— TEXTO DADO —
□ □ □ □
#  > Geral >  > Análises Técnicas >  >  2 baterias no nobreak APC Back-UPS 600

## thiago2014

Boa noite pessoal.

Gostaria de fazer algumas perguntas a vocês e tenho certeza que irei obter essas respostas.

Possuo um nobreak como citado no título do tópico aqui em um POP, e gostaria de saber se posso usar nesse nobreak duas baterias ou colocar somente uma de capacidade maior?

Se puder usar multiplas baterias ( duas ), ligação em série ou paralelo? Visto que os equipamentos aqui são 24 volts.

Atualmente uso assim:

*========================================================================================================================================*

** Nobreak ligado em AC alimentando uma fonte chaveada estabilizada 24 volts / 5 amperes;

* A fonte chaveada atende em 24 volts um patch panel volt 10 portas, uma omnitik, uma sxt lite 5 e uma routerboard 2011 uias.

========================================================================================================================================*

Quero continuar usando assim, mais quero saber se posso colocar mais uma bateria nesse nobreak APC ou se posso colocar uma unica bateria com maior capacidade?
□ □ □ □
— O QUE FAZER —
Diga se cada afirmação abaixo está de acordo com a mensagem sobre o nobreak, respondendo sim ou não e citando literalmente as palavras da mensagem que decidem. (a) A fonte chaveada fornece 24 volts e 5 amperes. (b) O autor pretende deixar de usar a configuração atual. (c) O nobreak está instalado em um POP.

— DADOS DISPONÍVEIS —
□ □ □ □
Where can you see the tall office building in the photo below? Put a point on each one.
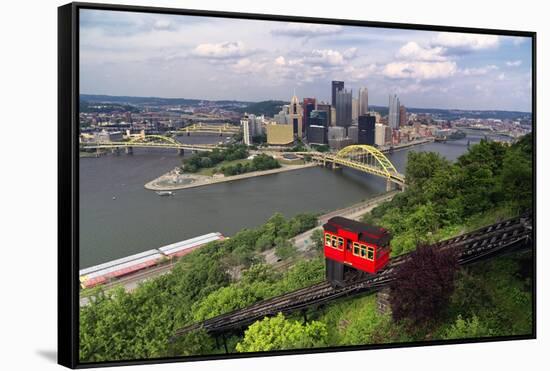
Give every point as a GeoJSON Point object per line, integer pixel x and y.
□ □ □ □
— RESPOSTA DA TAREFA —
(a) Sim: "fonte chaveada estabilizada 24 volts / 5 amperes".
(b) Não: "Quero continuar usando assim".
(c) Sim: "aqui em um POP".